__Exercise aim__. Look through the data below and return each line where "instance" appears.

__Records for the exercise__.

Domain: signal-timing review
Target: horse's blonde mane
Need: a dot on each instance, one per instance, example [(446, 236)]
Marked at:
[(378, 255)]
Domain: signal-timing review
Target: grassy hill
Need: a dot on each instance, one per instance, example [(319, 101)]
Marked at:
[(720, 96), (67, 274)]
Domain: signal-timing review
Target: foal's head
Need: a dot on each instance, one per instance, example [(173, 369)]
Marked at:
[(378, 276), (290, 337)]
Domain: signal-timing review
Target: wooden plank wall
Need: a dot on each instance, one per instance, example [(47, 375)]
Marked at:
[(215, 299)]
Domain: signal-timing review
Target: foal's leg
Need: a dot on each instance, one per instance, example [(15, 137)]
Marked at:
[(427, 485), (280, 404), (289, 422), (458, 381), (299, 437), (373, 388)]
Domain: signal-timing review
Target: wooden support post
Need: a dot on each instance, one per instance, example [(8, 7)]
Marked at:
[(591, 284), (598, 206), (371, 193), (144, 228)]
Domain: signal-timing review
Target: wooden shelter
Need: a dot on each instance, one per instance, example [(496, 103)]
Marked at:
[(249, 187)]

__Answer__.
Need: a dot on each instance, one per instance, example [(446, 236)]
Need: a dot on each instance, one per instance, example [(319, 101)]
Need: a dot on each instance, one per instance, example [(173, 369)]
Need: a dot on each instance, one per instance, example [(47, 375)]
Need: a dot on each instance, one per instance, example [(15, 137)]
Need: a dot on each instance, one per instance, example [(8, 7)]
Need: a dot on each instance, one per instance, example [(496, 103)]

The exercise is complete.